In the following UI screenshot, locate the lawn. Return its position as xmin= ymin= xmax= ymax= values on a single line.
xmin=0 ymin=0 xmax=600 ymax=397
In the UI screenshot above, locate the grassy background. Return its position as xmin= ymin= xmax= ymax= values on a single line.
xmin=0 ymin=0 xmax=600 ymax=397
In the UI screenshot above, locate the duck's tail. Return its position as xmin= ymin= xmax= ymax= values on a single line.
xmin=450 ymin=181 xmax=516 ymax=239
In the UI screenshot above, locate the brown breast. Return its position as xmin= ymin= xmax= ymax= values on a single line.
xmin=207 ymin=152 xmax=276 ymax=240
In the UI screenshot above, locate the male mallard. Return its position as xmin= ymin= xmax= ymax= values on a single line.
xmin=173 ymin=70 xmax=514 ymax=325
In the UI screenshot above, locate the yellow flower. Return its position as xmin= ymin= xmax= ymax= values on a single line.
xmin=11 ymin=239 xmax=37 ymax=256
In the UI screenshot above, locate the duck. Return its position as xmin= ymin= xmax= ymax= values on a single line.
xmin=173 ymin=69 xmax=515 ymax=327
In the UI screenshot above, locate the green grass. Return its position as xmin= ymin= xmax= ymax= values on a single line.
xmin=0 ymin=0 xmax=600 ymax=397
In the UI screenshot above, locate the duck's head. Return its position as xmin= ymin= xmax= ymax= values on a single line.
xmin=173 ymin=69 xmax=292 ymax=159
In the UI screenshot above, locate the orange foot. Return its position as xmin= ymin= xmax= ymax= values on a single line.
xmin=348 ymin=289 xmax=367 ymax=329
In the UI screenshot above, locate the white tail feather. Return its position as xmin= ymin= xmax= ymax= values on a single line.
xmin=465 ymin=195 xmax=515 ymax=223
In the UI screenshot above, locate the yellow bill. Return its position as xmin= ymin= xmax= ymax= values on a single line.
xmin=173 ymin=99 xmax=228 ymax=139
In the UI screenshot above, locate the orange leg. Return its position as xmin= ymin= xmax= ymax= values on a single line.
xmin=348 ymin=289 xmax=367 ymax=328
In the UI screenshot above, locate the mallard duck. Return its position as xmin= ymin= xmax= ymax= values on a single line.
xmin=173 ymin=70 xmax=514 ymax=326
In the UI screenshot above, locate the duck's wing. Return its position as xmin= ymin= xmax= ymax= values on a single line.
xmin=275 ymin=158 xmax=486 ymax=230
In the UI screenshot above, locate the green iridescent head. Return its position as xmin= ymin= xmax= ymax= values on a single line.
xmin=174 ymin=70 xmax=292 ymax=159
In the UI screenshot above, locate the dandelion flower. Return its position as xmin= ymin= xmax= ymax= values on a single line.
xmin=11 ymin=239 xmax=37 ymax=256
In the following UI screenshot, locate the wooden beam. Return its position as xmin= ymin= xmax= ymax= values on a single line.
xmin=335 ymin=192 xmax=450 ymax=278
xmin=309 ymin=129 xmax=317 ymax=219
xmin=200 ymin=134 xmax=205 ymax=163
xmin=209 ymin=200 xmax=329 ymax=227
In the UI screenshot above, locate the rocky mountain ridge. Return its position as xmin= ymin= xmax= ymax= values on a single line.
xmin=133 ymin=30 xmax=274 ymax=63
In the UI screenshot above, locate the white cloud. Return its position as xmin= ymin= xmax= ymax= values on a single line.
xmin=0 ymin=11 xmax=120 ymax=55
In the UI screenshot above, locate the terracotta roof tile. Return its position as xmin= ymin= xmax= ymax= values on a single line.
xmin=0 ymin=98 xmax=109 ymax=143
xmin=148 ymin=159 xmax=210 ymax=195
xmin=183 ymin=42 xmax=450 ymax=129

########

■ THE REQUEST ■
Render the records from the line containing "In the UI screenshot above, locate the duck's head." through the line containing "xmin=348 ymin=289 xmax=367 ymax=329" as a numbered list, leaving out any blank lines.

■ RESULT OF THIS TASK ■
1. In the UI screenshot above, locate the duck's head. Return its position as xmin= ymin= xmax= ymax= values on a single line.
2. xmin=173 ymin=69 xmax=292 ymax=159
3. In the UI screenshot above, locate the orange foot. Return its position as xmin= ymin= xmax= ymax= values on a single line.
4. xmin=348 ymin=289 xmax=367 ymax=329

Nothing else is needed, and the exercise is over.